_Records shown:_

───

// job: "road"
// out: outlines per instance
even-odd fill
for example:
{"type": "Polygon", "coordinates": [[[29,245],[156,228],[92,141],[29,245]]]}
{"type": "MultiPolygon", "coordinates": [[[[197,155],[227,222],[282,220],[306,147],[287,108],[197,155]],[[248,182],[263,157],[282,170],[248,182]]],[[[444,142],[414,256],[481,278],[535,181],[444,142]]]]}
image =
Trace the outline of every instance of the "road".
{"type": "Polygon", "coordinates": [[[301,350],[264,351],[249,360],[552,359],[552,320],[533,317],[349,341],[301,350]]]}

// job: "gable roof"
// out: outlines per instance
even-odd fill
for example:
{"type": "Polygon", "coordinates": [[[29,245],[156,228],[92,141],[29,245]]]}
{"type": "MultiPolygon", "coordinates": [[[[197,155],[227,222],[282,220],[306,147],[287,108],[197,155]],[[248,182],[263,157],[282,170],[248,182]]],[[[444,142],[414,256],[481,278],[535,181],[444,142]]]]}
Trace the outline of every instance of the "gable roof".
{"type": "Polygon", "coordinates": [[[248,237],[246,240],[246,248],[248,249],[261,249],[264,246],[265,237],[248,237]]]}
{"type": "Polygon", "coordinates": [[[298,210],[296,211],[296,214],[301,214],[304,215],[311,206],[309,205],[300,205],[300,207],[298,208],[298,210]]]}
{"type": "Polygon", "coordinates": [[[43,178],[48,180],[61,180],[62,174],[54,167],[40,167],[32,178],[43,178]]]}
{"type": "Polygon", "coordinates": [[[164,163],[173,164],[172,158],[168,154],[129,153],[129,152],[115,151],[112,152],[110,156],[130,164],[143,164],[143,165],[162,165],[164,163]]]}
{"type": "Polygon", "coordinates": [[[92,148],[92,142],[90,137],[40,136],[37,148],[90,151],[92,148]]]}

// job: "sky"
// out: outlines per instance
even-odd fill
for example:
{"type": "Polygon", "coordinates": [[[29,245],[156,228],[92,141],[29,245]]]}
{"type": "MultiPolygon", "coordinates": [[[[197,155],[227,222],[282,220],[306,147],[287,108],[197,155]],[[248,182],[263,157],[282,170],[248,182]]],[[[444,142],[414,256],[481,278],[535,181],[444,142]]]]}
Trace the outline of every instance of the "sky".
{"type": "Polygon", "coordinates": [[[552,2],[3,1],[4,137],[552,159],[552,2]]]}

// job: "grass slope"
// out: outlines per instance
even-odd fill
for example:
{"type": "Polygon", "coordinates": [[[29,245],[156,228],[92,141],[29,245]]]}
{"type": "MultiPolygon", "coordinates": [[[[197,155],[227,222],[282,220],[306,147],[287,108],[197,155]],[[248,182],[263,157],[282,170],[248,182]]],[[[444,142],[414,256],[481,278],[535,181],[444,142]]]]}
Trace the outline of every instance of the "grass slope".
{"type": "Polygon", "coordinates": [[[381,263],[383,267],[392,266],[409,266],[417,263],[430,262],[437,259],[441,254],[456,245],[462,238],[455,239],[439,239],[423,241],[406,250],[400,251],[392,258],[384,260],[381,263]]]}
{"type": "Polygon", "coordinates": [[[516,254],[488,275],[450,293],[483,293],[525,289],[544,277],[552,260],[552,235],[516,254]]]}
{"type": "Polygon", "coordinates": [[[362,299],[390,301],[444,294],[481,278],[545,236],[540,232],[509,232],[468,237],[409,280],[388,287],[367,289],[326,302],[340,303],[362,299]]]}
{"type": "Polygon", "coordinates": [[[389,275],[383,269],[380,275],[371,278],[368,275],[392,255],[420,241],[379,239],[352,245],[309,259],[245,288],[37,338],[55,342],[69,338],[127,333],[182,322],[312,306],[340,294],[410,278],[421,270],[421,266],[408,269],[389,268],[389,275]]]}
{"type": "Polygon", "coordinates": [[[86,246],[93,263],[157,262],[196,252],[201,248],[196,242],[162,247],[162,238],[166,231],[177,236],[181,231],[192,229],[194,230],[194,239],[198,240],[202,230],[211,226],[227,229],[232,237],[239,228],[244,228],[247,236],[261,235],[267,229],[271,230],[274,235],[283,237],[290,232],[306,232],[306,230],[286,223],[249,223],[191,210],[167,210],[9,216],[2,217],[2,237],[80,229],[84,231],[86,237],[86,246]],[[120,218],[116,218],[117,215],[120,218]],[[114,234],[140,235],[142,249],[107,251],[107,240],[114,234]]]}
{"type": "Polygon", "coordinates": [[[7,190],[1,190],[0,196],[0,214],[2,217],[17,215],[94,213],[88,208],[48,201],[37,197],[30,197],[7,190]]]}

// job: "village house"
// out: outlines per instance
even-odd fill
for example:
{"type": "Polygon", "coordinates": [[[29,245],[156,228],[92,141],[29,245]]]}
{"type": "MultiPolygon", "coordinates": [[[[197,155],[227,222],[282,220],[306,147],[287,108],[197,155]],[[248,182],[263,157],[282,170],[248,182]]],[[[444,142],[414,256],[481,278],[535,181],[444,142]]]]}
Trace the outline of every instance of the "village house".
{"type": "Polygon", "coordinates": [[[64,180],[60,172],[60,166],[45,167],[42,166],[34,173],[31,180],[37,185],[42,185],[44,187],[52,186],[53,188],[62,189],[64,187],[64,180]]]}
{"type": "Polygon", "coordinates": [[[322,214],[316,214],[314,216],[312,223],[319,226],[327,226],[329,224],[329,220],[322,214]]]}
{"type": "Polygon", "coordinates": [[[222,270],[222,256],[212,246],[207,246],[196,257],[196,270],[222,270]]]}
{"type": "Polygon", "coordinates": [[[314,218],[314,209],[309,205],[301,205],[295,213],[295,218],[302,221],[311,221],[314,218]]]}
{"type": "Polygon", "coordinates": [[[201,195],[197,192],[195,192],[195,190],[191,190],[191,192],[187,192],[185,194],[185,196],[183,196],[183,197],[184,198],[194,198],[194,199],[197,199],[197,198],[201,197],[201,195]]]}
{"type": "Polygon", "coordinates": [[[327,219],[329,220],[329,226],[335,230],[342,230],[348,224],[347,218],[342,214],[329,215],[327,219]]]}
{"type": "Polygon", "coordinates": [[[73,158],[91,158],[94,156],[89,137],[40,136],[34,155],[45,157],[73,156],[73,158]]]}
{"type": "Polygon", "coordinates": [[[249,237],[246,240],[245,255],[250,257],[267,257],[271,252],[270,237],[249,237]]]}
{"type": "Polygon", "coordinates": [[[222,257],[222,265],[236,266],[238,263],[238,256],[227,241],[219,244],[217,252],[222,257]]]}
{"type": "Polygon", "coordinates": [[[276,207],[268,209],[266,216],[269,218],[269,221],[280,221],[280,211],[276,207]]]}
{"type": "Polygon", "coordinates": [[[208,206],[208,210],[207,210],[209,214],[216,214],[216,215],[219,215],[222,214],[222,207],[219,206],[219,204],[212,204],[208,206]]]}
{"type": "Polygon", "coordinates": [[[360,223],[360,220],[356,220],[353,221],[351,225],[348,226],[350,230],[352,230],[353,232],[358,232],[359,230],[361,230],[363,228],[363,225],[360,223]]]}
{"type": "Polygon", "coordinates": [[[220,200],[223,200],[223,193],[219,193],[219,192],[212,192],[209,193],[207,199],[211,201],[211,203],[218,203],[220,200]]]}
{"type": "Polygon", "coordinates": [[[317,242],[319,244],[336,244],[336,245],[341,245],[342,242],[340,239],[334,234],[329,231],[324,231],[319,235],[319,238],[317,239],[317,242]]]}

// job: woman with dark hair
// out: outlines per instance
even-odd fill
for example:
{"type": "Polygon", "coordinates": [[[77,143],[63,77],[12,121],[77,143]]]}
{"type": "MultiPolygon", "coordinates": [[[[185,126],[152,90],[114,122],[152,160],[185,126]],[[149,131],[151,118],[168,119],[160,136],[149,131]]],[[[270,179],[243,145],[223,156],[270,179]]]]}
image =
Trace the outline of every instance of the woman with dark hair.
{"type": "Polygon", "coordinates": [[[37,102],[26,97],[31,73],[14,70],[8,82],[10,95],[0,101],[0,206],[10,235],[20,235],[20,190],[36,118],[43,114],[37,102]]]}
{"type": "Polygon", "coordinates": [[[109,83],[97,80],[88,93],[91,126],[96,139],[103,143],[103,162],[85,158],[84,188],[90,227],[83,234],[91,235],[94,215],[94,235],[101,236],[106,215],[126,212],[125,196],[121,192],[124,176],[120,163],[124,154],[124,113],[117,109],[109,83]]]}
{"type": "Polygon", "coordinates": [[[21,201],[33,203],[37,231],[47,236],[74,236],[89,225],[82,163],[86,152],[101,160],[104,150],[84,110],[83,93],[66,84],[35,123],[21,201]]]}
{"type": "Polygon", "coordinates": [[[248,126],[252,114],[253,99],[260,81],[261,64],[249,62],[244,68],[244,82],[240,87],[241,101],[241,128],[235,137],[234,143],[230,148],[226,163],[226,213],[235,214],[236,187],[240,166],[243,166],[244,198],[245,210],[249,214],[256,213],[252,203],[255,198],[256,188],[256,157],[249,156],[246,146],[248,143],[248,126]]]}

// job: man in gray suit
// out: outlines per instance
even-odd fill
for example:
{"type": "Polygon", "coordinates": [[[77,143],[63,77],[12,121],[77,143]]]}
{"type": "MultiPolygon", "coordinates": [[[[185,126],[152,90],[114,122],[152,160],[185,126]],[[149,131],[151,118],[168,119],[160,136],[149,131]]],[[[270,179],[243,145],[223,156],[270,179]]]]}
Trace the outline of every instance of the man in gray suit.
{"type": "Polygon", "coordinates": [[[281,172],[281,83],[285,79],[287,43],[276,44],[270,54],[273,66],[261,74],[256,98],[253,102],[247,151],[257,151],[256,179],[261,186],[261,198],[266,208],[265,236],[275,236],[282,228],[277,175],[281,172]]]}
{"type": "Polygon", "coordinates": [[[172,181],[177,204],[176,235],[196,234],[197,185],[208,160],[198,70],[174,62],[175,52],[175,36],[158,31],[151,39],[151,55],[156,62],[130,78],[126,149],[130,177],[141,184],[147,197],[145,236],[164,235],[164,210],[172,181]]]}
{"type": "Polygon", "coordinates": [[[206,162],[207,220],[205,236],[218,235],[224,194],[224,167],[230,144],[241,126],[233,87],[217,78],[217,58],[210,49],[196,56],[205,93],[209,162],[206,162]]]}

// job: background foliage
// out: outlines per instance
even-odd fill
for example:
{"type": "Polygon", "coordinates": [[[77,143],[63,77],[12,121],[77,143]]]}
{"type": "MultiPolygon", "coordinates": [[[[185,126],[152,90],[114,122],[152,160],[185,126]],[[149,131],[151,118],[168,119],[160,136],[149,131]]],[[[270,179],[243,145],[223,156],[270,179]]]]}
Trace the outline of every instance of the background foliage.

───

_What the task requires:_ Look above for the line that holds "job: background foliage", then copy it and each line after it exactly, through the last line of the data.

_Solution for this problem:_
// job: background foliage
// out: outlines per instance
even-odd fill
for example:
{"type": "Polygon", "coordinates": [[[77,143],[63,77],[12,121],[77,143]]]}
{"type": "MultiPolygon", "coordinates": [[[[185,126],[152,90],[114,122],[152,160],[185,126]],[[149,131],[151,118],[168,119],[160,136],[149,131]]],[[[270,179],[243,145],[223,156],[270,179]]]]}
Trace the outline of every instance of the background foliage.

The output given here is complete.